- **REQUIRED ACTION**
Output the full listing below, keeping each line exact.

- **MATERIAL PROVIDED**
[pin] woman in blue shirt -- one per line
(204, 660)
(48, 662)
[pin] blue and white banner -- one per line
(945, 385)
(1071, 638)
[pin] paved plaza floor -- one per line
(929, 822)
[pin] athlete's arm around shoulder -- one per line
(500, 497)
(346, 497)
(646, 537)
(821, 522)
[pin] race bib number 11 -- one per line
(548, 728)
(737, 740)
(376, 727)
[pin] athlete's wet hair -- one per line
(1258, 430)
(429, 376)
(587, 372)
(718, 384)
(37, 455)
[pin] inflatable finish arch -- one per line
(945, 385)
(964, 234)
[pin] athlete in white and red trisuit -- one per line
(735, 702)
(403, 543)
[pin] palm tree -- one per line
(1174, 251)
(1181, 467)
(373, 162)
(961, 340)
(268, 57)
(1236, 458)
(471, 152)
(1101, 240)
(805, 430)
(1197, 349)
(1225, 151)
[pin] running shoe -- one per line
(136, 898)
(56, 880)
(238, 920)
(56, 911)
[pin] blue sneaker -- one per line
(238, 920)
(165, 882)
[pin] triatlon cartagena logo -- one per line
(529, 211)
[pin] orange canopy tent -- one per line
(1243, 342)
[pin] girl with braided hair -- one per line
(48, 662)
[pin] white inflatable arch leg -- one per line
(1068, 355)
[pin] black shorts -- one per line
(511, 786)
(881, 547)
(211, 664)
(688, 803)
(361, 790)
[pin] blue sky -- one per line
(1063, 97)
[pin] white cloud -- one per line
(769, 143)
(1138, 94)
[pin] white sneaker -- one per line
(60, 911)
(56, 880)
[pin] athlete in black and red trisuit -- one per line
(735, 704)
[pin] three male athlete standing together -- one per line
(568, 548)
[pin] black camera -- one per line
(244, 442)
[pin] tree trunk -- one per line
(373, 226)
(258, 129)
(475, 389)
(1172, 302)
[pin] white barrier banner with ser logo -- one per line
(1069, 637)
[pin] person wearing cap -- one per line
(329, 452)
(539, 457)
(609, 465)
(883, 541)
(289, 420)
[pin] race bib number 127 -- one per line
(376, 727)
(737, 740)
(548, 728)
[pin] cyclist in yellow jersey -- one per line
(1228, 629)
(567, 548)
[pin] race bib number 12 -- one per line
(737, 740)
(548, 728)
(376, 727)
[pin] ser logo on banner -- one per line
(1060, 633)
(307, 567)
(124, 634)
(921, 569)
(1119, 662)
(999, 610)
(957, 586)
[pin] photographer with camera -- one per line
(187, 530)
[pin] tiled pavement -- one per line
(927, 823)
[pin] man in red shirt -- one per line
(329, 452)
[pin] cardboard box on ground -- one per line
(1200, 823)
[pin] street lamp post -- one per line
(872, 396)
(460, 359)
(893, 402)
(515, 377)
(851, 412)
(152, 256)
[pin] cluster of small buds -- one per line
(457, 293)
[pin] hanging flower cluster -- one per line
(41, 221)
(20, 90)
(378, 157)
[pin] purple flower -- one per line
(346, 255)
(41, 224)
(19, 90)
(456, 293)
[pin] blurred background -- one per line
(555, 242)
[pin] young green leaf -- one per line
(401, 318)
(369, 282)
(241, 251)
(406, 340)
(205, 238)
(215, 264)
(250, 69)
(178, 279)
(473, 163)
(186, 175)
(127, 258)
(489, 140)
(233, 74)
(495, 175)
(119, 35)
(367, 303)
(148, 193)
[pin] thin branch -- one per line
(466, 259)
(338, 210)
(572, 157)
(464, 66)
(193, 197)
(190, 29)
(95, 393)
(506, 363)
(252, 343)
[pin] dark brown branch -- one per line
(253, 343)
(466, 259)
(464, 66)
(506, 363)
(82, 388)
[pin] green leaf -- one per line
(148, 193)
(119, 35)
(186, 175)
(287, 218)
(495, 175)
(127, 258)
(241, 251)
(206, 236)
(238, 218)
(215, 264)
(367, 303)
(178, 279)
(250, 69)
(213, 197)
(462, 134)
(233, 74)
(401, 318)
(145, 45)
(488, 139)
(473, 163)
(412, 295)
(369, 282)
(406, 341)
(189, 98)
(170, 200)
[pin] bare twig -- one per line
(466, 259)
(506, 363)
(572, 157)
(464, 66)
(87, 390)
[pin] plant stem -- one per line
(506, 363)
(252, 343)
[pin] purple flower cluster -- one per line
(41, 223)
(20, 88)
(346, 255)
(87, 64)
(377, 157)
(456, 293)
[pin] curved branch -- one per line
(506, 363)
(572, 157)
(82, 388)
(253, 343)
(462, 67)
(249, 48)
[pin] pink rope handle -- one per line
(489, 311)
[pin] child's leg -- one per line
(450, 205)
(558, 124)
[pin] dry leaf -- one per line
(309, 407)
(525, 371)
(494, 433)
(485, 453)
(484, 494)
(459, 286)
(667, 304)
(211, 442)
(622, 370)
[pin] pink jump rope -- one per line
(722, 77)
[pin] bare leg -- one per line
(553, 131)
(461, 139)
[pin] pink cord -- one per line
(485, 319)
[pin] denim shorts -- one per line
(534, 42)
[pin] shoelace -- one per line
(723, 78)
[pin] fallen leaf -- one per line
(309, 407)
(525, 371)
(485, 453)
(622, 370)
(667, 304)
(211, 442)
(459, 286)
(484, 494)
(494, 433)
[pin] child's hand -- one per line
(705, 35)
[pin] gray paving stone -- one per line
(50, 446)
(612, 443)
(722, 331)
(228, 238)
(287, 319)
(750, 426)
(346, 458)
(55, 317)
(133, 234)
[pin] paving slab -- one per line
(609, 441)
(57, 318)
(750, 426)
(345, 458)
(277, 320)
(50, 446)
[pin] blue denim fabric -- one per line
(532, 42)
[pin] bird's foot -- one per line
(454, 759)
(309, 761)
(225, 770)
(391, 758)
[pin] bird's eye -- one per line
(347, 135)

- **TASK SOLUTION**
[pin] woman in blue shirt -- one per line
(204, 660)
(48, 662)
[pin] blue and white banner -- one per line
(945, 385)
(1071, 638)
[pin] paved plaza floor -- one per line
(929, 822)
[pin] athlete's arm around shoulder -- one per line
(500, 497)
(346, 497)
(646, 537)
(821, 522)
[pin] race bib number 11 -- one per line
(548, 728)
(737, 740)
(376, 727)
[pin] athlete's wet hair -- one per line
(1258, 430)
(429, 376)
(587, 372)
(718, 384)
(37, 455)
[pin] inflatable finish arch -- one per line
(945, 385)
(964, 234)
[pin] athlete in white and red trisuit -- one per line
(735, 702)
(403, 543)
[pin] palm tree -- one per line
(1174, 251)
(1181, 467)
(373, 162)
(961, 340)
(268, 57)
(1236, 458)
(471, 152)
(1101, 240)
(805, 430)
(1197, 349)
(1225, 151)
[pin] running shoe -- one per line
(136, 898)
(56, 880)
(238, 920)
(56, 911)
[pin] blue sneaker -- one per line
(238, 920)
(165, 882)
[pin] triatlon cartagena logo -- one per line
(529, 211)
[pin] orange canopy tent -- one per line
(1243, 342)
[pin] girl with braided hair -- one per line
(48, 662)
[pin] white inflatable arch leg -- one per line
(1068, 355)
[pin] black shorts -- one per line
(511, 786)
(881, 547)
(211, 664)
(688, 803)
(361, 790)
[pin] blue sky -- one per line
(1063, 97)
[pin] white cloud -- one per line
(769, 143)
(1138, 94)
[pin] white sneaker -- one per line
(60, 911)
(56, 880)
[pin] athlete in black and red trisuit -- one per line
(735, 704)
[pin] three male athlete standing together -- one per line
(568, 548)
[pin] black camera -- one per line
(244, 442)
[pin] tree trunk -- one per line
(373, 226)
(258, 129)
(475, 389)
(1172, 302)
[pin] white barrier banner with ser logo -- one per line
(1069, 637)
[pin] person wearing cap -- one per line
(329, 452)
(539, 457)
(609, 465)
(883, 541)
(289, 420)
[pin] race bib number 127 -- one per line
(376, 727)
(737, 740)
(548, 728)
[pin] cyclist in yellow jersey -- one per line
(1228, 629)
(567, 548)
[pin] race bib number 12 -- one per line
(737, 740)
(548, 728)
(376, 727)
[pin] ser logo on banner -- one per line
(1060, 633)
(307, 567)
(124, 634)
(921, 569)
(1119, 662)
(999, 610)
(957, 586)
[pin] photographer with camera -- one per line
(187, 530)
[pin] tiled pavement -- one per line
(927, 823)
[pin] man in red shirt -- one per line
(329, 452)
[pin] cardboard box on ground -- one per line
(1200, 823)
[pin] street lamp post -- one per line
(872, 396)
(460, 359)
(893, 402)
(515, 377)
(851, 412)
(152, 256)
[pin] cluster of small buds -- one per line
(457, 293)
[pin] hanging flower cluster -- one per line
(41, 221)
(20, 90)
(378, 157)
[pin] purple flower -- one per line
(346, 255)
(41, 224)
(19, 90)
(456, 293)
[pin] blurred background -- one per line
(555, 242)
[pin] young green leaf -- one per line
(401, 318)
(369, 282)
(241, 251)
(406, 340)
(205, 238)
(215, 264)
(250, 69)
(178, 279)
(473, 163)
(186, 175)
(127, 258)
(489, 140)
(233, 74)
(495, 175)
(119, 35)
(367, 303)
(148, 193)
[pin] thin branch -- one per line
(466, 259)
(338, 210)
(572, 157)
(464, 66)
(193, 197)
(190, 29)
(95, 393)
(506, 363)
(252, 343)
[pin] dark brown branch -- one per line
(253, 343)
(466, 259)
(464, 66)
(506, 363)
(82, 388)
[pin] green leaf -- one per line
(148, 193)
(119, 35)
(186, 175)
(287, 218)
(495, 175)
(127, 258)
(241, 251)
(206, 236)
(238, 218)
(215, 264)
(367, 303)
(178, 279)
(250, 69)
(213, 197)
(462, 134)
(233, 74)
(401, 318)
(145, 45)
(488, 139)
(473, 163)
(412, 295)
(369, 282)
(406, 341)
(189, 98)
(170, 200)
[pin] bare twig -- one per line
(466, 259)
(506, 363)
(572, 157)
(464, 66)
(87, 390)
[pin] plant stem -- one per line
(506, 363)
(252, 343)
[pin] purple flower cluster -- one per line
(41, 223)
(20, 88)
(346, 255)
(87, 64)
(377, 157)
(456, 293)
[pin] curved branch -- one per line
(506, 363)
(572, 157)
(82, 388)
(253, 343)
(462, 67)
(249, 48)
[pin] pink rope handle -- one per line
(489, 311)
[pin] child's leg -- one per line
(450, 205)
(558, 124)
[pin] dry leaf -- one per line
(309, 407)
(525, 371)
(494, 433)
(485, 453)
(484, 494)
(459, 286)
(667, 304)
(211, 442)
(622, 370)
[pin] pink jump rope -- one per line
(722, 77)
[pin] bare leg -- one per line
(553, 131)
(461, 139)
[pin] pink cord -- one per line
(485, 319)
[pin] denim shorts -- one per line
(534, 42)
[pin] shoelace -- one per line
(723, 78)
[pin] fallen leaf -- one per line
(309, 407)
(525, 371)
(485, 453)
(622, 370)
(667, 304)
(211, 442)
(459, 286)
(484, 494)
(494, 433)
[pin] child's hand -- one per line
(705, 35)
[pin] gray paving stone -- one per line
(50, 446)
(612, 443)
(722, 331)
(228, 238)
(287, 319)
(750, 426)
(346, 458)
(55, 317)
(133, 234)
[pin] paving slab -- one per line
(609, 441)
(57, 318)
(750, 426)
(345, 458)
(277, 320)
(50, 446)
[pin] blue denim fabric -- one per line
(532, 42)
[pin] bird's foot -- one per line
(454, 759)
(309, 761)
(225, 770)
(391, 758)
[pin] bird's eye -- one per line
(347, 135)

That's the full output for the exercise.